That was all. Stimson’s short, mysterious briefing left Truman puzzled. But he was trying to process so much: FDR’s death, the nation’s reaction, his sudden responsibility for leading the war effort in both Europe and the Pacific. Stimson’s project was one more job that was now his. And he had no idea what it really amounted to. It was a day, he later said, when the world fell in on me.

I decided the best thing to do was to go home and get as much rest as possible and face the music, he wrote in his diary.

COUNTDOWN:

113 DAYS

April 15, 1945

Los Alamos, New Mexico

It was supposed to be spring. But fresh snow crunched underfoot as J. Robert Oppenheimer trotted across the top-secret Army compound in the New Mexico mesa. He headed straight across the snow to the makeshift movie theater.

Oppenheimer was the scientific director of the Manhattan Project, America’s massive secret effort to develop an atomic bomb. On any other morning, he’d be juggling a thousand different papers in his office: reading progress reports, writing memos, or returning urgent telephone calls from Washington. While the country outside fought World War II, Oppenheimer and his corps of scientists inside the fenced-off installation focused all their energy and expertise on the gadget, a terrifying new weapon of mass destruction.

But not this Sunday morning. Today, he’d gathered the grief-stricken scientists, military men, support staff, and families living in the secret city of Los Alamos for a memorial service for President Roosevelt. He had never delivered a eulogy before.

Record excerpts:
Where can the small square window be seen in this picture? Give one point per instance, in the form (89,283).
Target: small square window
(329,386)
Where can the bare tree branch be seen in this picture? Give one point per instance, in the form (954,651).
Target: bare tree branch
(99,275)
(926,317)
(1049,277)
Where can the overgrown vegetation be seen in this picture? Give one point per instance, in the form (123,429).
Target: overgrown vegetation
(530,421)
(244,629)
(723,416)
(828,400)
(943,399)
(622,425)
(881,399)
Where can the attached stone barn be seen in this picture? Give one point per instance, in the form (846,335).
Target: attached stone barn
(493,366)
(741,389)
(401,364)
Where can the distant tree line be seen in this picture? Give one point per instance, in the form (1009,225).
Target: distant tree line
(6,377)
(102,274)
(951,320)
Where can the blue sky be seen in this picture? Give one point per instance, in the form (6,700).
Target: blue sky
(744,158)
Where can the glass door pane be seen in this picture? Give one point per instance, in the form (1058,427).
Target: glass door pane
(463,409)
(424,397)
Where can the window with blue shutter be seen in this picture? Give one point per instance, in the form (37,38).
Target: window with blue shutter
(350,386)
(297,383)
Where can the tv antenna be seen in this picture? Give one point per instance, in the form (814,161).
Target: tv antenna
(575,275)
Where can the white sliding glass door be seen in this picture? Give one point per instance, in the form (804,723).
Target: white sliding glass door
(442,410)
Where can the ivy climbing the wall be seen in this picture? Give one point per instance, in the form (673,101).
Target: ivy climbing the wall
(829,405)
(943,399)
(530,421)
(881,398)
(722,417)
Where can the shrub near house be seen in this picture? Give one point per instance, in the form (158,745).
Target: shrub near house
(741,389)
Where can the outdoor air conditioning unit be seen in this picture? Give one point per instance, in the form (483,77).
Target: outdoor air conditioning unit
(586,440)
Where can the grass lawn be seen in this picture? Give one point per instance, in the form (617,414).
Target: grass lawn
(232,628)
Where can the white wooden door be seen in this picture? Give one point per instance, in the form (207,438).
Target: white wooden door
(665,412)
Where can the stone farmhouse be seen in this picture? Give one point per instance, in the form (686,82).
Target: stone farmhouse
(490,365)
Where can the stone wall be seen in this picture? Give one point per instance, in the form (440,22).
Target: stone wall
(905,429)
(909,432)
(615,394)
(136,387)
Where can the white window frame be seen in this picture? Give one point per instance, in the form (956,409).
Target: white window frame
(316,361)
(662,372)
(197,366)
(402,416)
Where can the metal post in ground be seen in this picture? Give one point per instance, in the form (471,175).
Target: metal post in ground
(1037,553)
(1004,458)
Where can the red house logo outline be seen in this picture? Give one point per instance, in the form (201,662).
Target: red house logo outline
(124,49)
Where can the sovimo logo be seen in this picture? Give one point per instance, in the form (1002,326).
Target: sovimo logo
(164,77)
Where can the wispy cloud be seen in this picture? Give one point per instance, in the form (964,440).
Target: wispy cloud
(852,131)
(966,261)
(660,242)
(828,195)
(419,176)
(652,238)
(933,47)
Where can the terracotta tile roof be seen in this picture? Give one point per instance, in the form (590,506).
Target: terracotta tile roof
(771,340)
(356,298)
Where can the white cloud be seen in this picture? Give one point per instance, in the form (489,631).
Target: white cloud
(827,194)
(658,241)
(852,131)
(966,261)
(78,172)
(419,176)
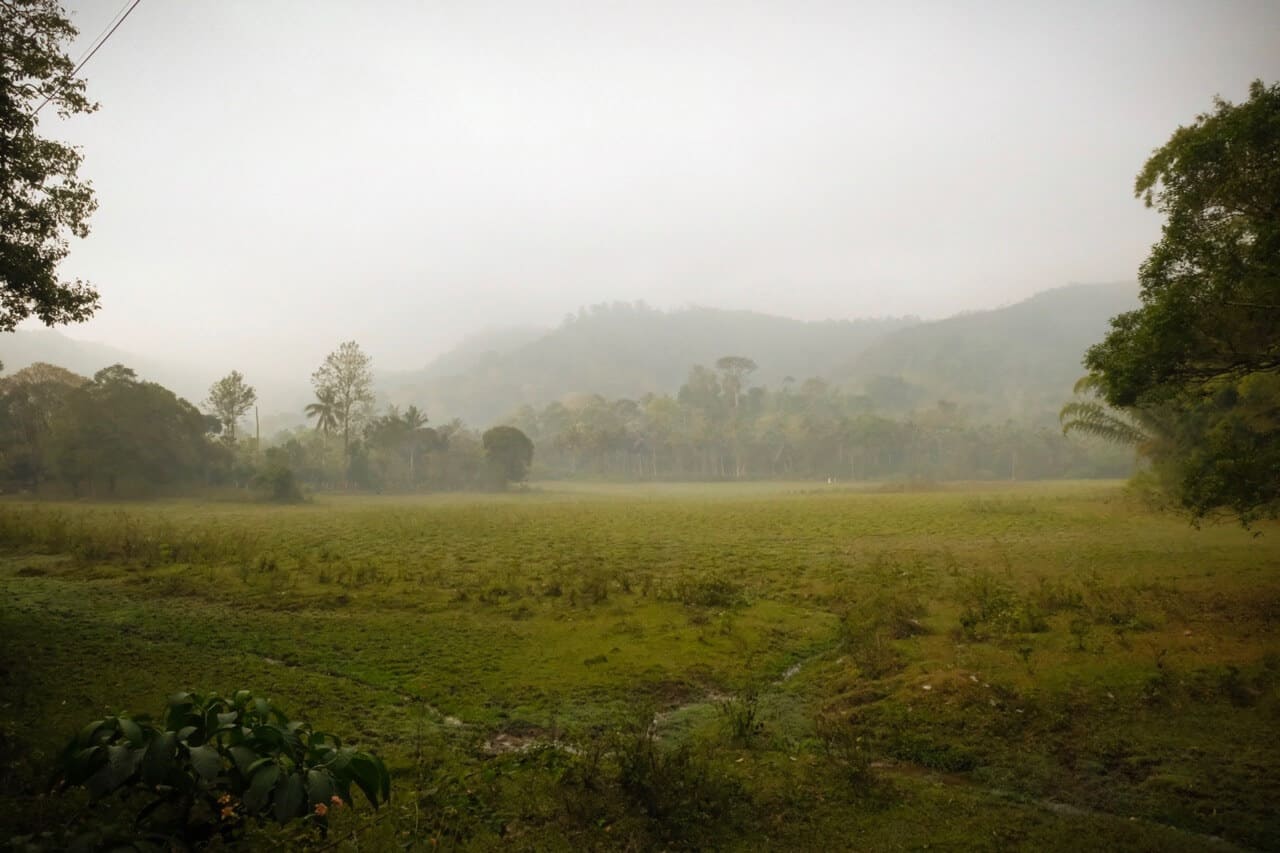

Tasks to complete:
1. Print the part of the Los Alamos passage that opens with the words containing "April 15, 1945" and closes with "makeshift movie theater.".
2. In the Los Alamos passage, what position did J. Robert Oppenheimer hold in the Manhattan Project?

Answers given:
1.
April 15, 1945

Los Alamos, New Mexico

It was supposed to be spring. But fresh snow crunched underfoot as J. Robert Oppenheimer trotted across the top-secret Army compound in the New Mexico mesa. He headed straight across the snow to the makeshift movie theater.

2. He was its scientific director.